> **REQUIREMENTS**
a - Name every book title mentioned in the book review below.
b - In the book review below, who co-hosted The Golden Globes with Tina Fey?
c - Resume the book review below, beginning after its last sentence.

> **TEXT TO READ**
· · ·

Why Not Me?
Common wisdom has it, I think, that, word for word, quip by quip, writer/producer/actress Tina Fey is our leading candidate for modern-age version of Dorothy Parker.
But with her new book Why Not Me?, Mindy Kaling should have us all reevaluating our opinions.
Rarely—perhaps not since Fran Lebowitz abandoned her day job as a writer and instead adopted a New York nightlife that includes wearing a man’s tuxedo from the moment the sun goes down and simply saying sardonic comments instead of writing them down in slim volumes like Social Studies and Metropolitan Life—has anyone published as textured, wry and, well, biting a comment as this:
“Who is the beauty icon that inspires you most? Is it Sophia Loren? Audrey Hepburn? Halle Berry? Mine is Nosferatu, because that vampire taught me my number-one and number-two favorite beauty tricks of all time: avoid the sun at all costs and always try to appear shrouded in shadows.”
Which is, as modern-day snarkish comments go, more or less worthy of Ms. Parker.
Tina Fey, of course, has given us years of pleasure on SNL, most especially when impersonating Sarah Palin, both wrote and acted in the film Mean Girls, created and starred in the sitcom 30 Rock, wrote the book Bossypants, and turned the world in with her smile when seemingly effortlessly co-hosting, with Amy Poehler, The Golden Globes.

· · ·

> **EXTRACTED RECORDS**
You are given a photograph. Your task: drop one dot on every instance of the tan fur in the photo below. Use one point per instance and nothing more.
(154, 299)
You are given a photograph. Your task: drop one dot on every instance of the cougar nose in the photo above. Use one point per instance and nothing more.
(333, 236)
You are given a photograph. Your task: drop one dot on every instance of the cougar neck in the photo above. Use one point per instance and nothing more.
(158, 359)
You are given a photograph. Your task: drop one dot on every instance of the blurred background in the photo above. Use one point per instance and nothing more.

· · ·

> **RESPONSES IN ORDER**
a - Why Not Me?, Social Studies, Metropolitan Life, Bossypants

b - Amy Poehler

c -
Kaling, for her part, first came into the spotlight in the 2003 Off-Broadway show Matt & Ben, in which she played Ben Affleck (a role she tackled because “we have the same color hair”) opposite her co-author and co-star Brenda Withers as Matt Damon. From there, she went on to appear in and write for the acclaimed American version of The Office and then proceeded to create her own sitcom, The Mindy Project. She has appeared in films like The 40-Year-Old Virgin. And she has also done Fey one better by authoring two books, Is Everyone Hanging Out Without Me (And Other Concerns) and the present volume.
But sheer output isn’t everything, of course. Quality counts.
And the quality of the writing in her new book sets Kaling apart from all the other humor books flooding the market. From the first page onward in Why Not Me? Mindy Kaling shows an authorly promise of better and deeper things ahead.
In the books first chapter, “Hello Again,” Kaling writes of changing schools in the seventh grade, and of the strategy she adopted to win new friends. She brought with her into the new school’s homeroom a family-sized bag of Skittles and asked the other students whether or not they liked them. If the other children nodded, she said to them, “Here take some. I’m Mindy!”
Whether or not conversation was engaged and a friendship born, Kaling continues to act “like a middle school Hare Krishna” until her art teacher Mr. Posner called her aside to say, “You don’t have to give people candy to like you, Mindy, they will like you . . . for you.”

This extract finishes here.